- ISTRUZIONE 1 -
Elenca tutte le osservazioni che il testo sugli accordi prematrimoniali racchiude tra parentesi tonde, riportandole parola per parola.

- DOCUMENTO -

============================================================

La Cassazione ha veramente ammesso gli accordi prematrimoniali con riferimento ai rapporti economici tra i coniugi? Sent. 23713/2012 apertura o sensazionalismo mediagiuridico?

Ho notato un gran risalto attribuito ad una recente sentenza della Suprema Corte, che, secondo la tesi dei commentatori, avrebbe addirittura ammesso nell'ordinamneto italiano i famigerati accordi prematrimoniali, comunissimi all'estero ed aborriti da noi (chissà poi perché mai).

Mi sono quindi scaricato il testo integrale della sentenza e codice commentato alla mano mi sono lanciato in una attenta lettura, per verificare se è giustificato tanto entusiasmo.

Partiamo dal dato certo. La scrittura privata (di fatto un contratto), sottoscritta dai nubendi (i così detti fidanziati in gergo comune) prima della celebrazione del matrimonio, è valida.

Il dato certo già di per sé considerato è importantissimo, dato che i precedenti giurisprudenziali erano orientati a ritenere tali accordim nulli per illiceità della causa, perché in contrasto con i principi di indisponibilità degli status e dello stesso assegno di divorzio (per tutte, Cass. n. 6857 del 1992).

============================================================

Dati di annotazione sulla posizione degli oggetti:
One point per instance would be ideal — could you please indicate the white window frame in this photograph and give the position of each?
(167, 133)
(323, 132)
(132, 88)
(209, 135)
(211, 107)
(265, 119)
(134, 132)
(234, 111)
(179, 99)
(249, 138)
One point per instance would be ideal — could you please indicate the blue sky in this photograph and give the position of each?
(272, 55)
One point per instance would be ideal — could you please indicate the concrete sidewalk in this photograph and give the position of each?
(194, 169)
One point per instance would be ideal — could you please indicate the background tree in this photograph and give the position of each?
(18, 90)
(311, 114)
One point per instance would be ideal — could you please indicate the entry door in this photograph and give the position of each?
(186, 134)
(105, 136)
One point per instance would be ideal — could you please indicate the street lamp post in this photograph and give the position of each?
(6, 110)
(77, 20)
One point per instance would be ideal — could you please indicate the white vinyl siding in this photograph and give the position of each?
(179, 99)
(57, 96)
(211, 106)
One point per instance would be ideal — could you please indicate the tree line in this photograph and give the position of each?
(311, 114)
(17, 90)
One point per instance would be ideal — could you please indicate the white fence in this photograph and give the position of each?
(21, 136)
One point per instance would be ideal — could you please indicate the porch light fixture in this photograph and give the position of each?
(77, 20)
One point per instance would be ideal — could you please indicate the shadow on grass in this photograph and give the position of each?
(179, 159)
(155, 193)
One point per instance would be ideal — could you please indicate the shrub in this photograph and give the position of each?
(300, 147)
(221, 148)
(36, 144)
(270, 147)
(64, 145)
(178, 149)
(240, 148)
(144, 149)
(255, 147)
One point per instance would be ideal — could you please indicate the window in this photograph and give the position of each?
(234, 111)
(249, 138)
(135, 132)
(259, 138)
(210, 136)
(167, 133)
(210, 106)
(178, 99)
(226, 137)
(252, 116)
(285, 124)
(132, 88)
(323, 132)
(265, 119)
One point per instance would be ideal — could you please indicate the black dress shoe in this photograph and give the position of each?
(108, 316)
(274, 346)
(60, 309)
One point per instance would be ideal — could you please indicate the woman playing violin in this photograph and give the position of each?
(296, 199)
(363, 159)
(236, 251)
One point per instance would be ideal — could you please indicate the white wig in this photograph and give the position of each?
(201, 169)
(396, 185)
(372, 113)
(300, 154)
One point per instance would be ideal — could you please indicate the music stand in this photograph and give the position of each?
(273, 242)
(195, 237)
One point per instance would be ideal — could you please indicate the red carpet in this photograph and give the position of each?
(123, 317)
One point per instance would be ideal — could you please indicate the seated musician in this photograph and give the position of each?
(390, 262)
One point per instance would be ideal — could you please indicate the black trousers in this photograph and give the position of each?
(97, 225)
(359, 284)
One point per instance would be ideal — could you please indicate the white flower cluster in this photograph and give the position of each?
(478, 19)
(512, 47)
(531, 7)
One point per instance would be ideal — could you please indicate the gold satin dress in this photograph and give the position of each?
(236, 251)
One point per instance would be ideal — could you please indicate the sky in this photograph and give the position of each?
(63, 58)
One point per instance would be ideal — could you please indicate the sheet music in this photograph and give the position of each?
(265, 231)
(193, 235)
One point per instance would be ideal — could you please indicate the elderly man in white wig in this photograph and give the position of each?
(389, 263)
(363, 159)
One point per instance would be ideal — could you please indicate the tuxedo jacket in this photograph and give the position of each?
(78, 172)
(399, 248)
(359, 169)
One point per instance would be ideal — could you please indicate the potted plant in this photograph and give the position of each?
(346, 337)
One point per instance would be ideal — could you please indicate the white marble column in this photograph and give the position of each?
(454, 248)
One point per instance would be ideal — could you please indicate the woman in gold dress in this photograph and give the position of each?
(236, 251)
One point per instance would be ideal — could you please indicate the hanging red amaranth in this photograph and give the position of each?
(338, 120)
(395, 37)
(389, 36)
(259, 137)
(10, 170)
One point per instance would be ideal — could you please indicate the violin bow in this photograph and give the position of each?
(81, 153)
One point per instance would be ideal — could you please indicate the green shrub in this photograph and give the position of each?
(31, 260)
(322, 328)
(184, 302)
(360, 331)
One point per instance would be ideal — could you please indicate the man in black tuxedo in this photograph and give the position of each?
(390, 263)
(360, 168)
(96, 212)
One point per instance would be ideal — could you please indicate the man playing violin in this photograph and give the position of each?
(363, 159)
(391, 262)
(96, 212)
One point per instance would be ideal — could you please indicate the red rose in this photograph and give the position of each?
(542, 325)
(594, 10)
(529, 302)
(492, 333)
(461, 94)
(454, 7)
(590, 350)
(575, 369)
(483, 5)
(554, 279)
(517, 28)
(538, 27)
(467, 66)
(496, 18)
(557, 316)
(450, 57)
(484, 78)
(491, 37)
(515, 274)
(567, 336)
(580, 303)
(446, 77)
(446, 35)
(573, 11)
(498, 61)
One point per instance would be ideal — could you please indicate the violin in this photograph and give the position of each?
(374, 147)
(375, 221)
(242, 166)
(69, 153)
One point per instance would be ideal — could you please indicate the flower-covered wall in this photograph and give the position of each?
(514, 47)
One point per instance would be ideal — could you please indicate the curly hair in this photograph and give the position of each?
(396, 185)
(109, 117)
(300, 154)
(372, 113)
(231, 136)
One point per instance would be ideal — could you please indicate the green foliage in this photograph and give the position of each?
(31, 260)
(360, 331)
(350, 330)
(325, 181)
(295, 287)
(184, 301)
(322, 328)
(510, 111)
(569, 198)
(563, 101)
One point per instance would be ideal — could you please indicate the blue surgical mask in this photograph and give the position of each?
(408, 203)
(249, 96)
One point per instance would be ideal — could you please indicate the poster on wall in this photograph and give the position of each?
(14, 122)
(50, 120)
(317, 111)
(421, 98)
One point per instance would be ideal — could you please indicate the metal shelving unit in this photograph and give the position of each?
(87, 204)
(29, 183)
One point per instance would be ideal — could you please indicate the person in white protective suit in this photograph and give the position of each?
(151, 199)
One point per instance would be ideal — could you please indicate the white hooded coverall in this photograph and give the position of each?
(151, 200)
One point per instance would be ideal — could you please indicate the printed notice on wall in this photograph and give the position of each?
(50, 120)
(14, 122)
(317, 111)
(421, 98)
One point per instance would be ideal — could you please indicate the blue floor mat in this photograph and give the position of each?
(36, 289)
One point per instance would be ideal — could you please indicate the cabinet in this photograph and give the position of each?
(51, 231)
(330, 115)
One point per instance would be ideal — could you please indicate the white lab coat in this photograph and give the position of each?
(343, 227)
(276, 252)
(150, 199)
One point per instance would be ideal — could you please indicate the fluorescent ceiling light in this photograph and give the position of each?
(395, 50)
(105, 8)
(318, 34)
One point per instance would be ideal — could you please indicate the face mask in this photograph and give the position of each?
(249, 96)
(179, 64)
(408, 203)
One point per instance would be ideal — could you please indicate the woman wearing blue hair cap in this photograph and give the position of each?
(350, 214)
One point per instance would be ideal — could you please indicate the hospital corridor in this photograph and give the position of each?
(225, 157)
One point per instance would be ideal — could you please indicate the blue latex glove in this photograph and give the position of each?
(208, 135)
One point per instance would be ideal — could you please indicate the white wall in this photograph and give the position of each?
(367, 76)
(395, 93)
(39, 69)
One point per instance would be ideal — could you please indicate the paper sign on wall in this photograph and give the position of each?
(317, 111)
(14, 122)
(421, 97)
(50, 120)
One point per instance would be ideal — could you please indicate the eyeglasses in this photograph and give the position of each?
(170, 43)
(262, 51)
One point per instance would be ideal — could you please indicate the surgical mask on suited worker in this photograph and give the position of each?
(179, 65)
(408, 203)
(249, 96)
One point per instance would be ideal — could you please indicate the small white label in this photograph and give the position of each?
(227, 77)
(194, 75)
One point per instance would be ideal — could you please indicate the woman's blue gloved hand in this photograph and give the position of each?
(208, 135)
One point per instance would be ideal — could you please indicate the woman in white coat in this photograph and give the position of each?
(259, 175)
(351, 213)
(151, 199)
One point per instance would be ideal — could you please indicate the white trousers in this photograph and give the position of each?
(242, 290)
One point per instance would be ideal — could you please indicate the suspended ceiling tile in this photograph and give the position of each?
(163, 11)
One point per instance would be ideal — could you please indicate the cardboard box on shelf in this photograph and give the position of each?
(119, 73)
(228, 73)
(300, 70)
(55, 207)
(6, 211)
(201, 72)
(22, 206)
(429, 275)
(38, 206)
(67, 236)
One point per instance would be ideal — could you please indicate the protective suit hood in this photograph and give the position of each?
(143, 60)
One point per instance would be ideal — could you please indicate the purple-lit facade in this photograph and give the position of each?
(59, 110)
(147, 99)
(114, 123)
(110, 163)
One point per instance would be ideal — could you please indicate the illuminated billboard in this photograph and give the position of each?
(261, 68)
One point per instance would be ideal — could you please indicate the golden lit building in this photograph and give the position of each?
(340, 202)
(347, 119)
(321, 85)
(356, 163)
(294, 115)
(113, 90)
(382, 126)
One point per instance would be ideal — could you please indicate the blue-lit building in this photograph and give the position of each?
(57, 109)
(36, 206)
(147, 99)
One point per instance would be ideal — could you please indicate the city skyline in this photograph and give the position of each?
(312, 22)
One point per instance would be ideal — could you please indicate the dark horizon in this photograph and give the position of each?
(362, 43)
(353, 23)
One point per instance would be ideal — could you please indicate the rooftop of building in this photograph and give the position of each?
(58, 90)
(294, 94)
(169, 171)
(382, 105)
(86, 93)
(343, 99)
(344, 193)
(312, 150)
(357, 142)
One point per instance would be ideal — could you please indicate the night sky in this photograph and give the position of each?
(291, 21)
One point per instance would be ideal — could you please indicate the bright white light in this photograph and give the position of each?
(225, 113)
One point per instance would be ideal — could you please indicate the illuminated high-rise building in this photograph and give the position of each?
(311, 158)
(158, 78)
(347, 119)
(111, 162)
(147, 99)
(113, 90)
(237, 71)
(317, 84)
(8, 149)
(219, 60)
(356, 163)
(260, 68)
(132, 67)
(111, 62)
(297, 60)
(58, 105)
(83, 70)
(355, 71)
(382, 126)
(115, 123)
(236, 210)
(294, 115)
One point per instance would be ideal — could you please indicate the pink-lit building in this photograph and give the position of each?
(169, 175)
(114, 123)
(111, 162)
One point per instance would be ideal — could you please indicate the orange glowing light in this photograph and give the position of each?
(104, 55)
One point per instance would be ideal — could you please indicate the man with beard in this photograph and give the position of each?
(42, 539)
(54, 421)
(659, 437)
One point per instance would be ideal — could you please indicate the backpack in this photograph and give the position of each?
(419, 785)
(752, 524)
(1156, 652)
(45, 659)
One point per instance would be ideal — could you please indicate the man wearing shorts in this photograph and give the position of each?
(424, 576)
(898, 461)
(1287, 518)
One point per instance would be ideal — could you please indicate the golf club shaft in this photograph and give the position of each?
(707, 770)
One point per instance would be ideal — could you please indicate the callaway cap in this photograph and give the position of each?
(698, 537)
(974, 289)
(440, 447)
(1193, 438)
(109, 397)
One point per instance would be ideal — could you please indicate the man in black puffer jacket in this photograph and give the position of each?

============================================================

- ISTRUZIONE 2 -
Indica il numero di righe dei dati forniti che contengono la parola "ceiling", tenendo conto della differenza tra maiuscole e minuscole.

- RISPOSTA COMPLETA 1 -
- chissà poi perché mai
- di fatto un contratto
- i così detti fidanziati in gergo comune
- per tutte, Cass. n. 6857 del 1992

- RISPOSTA COMPLETA 2 -
2